• [Extracted text]
VMware Cloud Foundation Automation (VCFA)
vSphere Kubernetes Service

Cause

This issue occurs when the Certificate Authority (CA) Root certificate used to sign the VCFA serving certificate is missing from the platform's trusted certificate bundle. This issue is more likely when using self-signed certificate authorities, and less likely when using publicly trusted well-known certificate authorities like LetsEncrypt, DigiCert etc.

The VCFA platform constructs its trust bundle (stored in the platform-trust ConfigMap) dynamically using cert-manager. This bundle is composed of:

  1. Default public CAs.
  2. Custom CAs derived from Kubernetes Secrets in the vmsp-platform namespace that bear a specific label.

If the Root CA for your custom serving certificate is not present as a labeled Secret in the vmsp-platform namespace, it will not be included in the platform-trust bundle. Consequently, services like tmc-bootstrapper will reject the serving certificate as untrusted.

Resolution

To resolve this issue, you must manually create a Kubernetes secret in the vmsp-platform namespace of the VMSP kubernetes cluster with the CA certificate. This secret should also have a label trust.vmsp.vmware.com/bundle=platform-trust

Procedure

Step 1: Prepare the Root CA Certificate

Ensure you have the Root CA certificate file available on your jump host or machine where kubectl is installed.

• [Available data]
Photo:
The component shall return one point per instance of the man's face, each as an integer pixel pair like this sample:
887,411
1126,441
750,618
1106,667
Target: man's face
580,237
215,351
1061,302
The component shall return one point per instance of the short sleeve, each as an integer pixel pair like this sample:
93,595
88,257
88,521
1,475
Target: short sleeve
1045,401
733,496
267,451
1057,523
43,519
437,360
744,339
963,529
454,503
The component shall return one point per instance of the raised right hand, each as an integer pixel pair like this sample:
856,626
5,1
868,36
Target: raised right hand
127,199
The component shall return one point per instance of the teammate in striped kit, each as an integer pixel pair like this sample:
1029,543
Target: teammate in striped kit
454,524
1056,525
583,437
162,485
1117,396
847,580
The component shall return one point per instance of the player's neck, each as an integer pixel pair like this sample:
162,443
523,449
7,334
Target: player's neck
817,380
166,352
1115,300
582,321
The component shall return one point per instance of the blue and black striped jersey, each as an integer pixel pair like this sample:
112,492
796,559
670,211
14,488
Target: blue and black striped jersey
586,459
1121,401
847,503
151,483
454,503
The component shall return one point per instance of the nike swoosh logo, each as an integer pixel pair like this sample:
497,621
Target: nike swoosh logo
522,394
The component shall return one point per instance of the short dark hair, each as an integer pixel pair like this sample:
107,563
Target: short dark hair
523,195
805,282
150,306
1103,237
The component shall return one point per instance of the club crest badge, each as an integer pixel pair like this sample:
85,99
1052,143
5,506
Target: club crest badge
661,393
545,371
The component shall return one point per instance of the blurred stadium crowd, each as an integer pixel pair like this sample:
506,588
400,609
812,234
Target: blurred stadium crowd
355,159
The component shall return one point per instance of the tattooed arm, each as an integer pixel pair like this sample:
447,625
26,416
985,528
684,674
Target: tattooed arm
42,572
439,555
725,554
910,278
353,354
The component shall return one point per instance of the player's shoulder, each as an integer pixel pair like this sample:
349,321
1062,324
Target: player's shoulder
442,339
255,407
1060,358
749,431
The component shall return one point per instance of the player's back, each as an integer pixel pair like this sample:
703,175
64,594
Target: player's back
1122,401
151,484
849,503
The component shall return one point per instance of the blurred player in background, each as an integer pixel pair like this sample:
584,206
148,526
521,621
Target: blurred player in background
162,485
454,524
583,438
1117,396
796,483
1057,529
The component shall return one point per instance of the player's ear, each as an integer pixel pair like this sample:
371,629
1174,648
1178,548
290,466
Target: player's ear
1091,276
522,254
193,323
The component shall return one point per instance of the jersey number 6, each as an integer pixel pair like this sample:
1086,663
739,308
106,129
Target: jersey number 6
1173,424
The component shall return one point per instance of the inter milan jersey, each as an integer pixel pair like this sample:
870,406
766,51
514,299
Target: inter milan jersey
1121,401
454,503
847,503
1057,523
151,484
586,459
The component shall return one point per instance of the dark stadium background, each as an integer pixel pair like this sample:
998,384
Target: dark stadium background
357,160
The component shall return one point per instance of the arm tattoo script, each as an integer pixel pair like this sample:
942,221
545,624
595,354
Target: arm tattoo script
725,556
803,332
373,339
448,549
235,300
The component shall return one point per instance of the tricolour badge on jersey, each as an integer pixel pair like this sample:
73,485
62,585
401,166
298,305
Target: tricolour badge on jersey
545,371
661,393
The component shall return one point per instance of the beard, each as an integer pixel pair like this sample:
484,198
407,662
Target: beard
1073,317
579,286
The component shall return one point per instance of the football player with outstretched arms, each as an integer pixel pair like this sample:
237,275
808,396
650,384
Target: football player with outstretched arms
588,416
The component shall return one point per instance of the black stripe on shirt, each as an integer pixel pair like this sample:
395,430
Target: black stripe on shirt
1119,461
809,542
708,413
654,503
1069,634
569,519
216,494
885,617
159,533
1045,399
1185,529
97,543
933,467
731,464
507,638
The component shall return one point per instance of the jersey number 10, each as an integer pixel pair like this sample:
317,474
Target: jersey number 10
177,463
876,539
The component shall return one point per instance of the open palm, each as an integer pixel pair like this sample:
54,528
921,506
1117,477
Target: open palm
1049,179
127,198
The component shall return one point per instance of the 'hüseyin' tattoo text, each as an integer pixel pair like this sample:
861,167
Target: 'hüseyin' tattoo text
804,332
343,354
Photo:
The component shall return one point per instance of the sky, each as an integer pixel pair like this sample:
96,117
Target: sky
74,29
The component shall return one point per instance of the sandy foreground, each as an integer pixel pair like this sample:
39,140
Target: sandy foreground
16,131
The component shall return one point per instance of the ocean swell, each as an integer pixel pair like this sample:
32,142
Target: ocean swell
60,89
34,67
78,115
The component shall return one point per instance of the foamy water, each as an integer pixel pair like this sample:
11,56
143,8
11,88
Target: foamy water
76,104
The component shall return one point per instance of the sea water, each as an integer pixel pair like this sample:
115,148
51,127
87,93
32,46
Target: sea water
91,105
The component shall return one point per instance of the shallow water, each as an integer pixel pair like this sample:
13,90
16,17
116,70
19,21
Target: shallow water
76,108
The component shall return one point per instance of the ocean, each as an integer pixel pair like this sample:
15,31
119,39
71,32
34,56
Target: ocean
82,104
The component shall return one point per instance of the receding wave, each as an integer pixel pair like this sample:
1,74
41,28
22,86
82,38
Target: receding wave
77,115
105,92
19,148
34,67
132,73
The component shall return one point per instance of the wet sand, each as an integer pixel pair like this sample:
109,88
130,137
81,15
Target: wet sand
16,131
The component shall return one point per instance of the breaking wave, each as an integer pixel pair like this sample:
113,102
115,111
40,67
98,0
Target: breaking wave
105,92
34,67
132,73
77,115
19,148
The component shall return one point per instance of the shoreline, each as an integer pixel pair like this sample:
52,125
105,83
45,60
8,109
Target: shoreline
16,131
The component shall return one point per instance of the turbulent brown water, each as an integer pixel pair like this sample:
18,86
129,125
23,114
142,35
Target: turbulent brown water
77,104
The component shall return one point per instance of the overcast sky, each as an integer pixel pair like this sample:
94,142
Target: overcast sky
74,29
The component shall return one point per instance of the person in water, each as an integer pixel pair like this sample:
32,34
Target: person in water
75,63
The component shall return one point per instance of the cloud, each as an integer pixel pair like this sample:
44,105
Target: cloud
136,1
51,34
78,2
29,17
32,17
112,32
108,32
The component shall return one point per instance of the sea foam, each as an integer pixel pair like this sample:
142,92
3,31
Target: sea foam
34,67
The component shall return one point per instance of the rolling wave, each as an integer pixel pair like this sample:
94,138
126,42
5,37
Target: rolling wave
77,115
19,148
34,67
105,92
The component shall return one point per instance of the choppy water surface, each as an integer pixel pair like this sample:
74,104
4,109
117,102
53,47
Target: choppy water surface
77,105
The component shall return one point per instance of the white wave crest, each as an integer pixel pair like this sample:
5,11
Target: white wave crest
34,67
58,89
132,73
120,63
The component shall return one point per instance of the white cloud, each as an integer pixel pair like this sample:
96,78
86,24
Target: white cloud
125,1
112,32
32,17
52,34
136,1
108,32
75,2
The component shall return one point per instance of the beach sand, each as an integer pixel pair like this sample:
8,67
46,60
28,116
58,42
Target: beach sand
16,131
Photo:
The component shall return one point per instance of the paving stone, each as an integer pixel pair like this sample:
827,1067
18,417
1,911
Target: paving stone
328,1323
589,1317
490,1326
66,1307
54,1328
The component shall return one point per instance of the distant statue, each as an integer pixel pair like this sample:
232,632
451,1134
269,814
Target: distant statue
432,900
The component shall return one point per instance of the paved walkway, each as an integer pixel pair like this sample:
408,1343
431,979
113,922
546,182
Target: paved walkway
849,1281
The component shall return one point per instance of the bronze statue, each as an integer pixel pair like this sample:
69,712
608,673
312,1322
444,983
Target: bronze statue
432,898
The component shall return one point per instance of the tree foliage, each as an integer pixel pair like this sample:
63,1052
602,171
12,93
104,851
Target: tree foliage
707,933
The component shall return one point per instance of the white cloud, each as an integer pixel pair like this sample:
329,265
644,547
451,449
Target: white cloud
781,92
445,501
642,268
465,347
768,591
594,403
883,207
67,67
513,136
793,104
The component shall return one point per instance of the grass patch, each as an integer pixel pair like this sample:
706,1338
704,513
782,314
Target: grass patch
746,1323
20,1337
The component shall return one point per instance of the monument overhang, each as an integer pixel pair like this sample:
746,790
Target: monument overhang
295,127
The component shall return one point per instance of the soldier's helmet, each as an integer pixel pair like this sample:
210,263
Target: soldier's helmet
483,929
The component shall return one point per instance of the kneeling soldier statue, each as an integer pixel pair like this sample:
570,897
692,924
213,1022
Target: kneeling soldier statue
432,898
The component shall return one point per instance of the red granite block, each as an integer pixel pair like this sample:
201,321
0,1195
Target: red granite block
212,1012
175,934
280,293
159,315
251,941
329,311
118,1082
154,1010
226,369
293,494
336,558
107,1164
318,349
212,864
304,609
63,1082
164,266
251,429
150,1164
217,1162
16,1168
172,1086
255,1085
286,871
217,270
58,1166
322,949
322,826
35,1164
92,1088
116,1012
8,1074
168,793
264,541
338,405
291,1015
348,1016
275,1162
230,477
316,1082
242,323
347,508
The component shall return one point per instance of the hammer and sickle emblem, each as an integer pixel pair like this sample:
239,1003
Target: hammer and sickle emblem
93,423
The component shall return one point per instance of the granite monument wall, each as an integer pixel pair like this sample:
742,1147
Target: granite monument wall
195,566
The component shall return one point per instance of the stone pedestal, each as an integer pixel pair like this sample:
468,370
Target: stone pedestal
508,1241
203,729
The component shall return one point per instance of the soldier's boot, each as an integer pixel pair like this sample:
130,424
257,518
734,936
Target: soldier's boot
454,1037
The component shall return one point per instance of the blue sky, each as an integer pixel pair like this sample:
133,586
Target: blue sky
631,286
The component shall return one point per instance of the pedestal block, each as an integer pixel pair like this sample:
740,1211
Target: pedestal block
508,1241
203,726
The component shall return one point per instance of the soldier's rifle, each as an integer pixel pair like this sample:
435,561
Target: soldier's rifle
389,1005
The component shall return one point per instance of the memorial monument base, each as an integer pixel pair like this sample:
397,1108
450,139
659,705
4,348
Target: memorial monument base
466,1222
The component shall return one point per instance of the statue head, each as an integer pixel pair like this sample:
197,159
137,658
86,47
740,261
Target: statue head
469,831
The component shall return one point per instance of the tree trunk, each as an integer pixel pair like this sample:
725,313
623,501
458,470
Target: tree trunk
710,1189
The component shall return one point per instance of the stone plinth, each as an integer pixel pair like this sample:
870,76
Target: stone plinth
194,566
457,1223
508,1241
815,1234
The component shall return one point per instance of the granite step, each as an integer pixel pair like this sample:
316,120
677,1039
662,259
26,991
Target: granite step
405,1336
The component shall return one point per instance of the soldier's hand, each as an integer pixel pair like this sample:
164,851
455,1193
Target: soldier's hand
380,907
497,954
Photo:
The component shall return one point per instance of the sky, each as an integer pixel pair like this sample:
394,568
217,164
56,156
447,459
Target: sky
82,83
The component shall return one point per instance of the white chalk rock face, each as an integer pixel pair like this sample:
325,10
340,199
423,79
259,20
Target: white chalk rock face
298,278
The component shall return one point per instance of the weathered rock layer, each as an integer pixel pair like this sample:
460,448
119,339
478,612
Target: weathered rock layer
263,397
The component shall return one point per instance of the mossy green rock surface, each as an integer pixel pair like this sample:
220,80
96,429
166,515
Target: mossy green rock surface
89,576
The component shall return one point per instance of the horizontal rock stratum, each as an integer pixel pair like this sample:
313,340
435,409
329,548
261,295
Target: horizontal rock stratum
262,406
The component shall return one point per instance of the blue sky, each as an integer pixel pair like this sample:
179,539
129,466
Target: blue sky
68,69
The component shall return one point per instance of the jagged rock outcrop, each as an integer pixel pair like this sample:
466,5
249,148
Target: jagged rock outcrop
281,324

• [Check your understanding]
1. Transcribe the VCFA certificate trust text from "1. Default public" up to and including "kubectl is installed.".
2. Pick up the VCFA certificate trust text after its final sentence and continue writing it.

• [Results of the tasks]
1.
1. Default public CAs.
  2. Custom CAs derived from Kubernetes Secrets in the vmsp-platform namespace that bear a specific label.

If the Root CA for your custom serving certificate is not present as a labeled Secret in the vmsp-platform namespace, it will not be included in the platform-trust bundle. Consequently, services like tmc-bootstrapper will reject the serving certificate as untrusted.

Resolution

To resolve this issue, you must manually create a Kubernetes secret in the vmsp-platform namespace of the VMSP kubernetes cluster with the CA certificate. This secret should also have a label trust.vmsp.vmware.com/bundle=platform-trust

Procedure

Step 1: Prepare the Root CA Certificate

Ensure you have the Root CA certificate file available on your jump host or machine where kubectl is installed.

2.
  • If you have the certificate content, save it to a file named custom-root-ca.crt.
  • Ensure the file contains the -----BEGIN CERTIFICATE----- and -----END CERTIFICATE----- blocks.

Step 2: Create the Kubernetes Secret

You must create a generic secret in the vmsp-platform namespace containing your CA certificate.

Run the following command:

kubectl create secret generic custom-self-signed-ca-cert \
 
--from-file=ca.crt=./custom-root-ca.crt \
 
--namespace=vmsp-platform

Note: You can name the secret (custom-self-signed-ca-cert) whatever you prefer, but the key inside the secret must be ca.crt or similar key that cert-manager expects (though from-file usually handles this, ensuring the key is ca.crt is best practice).

Step 3: Make it part of the platform-trust bundle

The cert-manager process watches for secrets with a specific label to include them in the trust bundle. Apply the label trust.vmsp.vmware.com/bundle=platform-trust to your newly created secret.

kubectl label secret custom-self-signed-ca-cert \
  trust.vmsp.vmware.com/bundle=platform-trust \
  --namespace=vmsp-platform

Step 4: Verify the Trust Bundle Update

The reconciliation process is automatic but may take a few moments. Verify that your CA has been added to the platform-trust ConfigMap.

kubectl get configmap platform-trust -n prelude -o jsonpath='{.data.bundle\.pem}' > current-bundle.pem

  1. Search for your CA:
    Search the current bundle.pem file for your specific CA Subject or Issuer to confirm it is present.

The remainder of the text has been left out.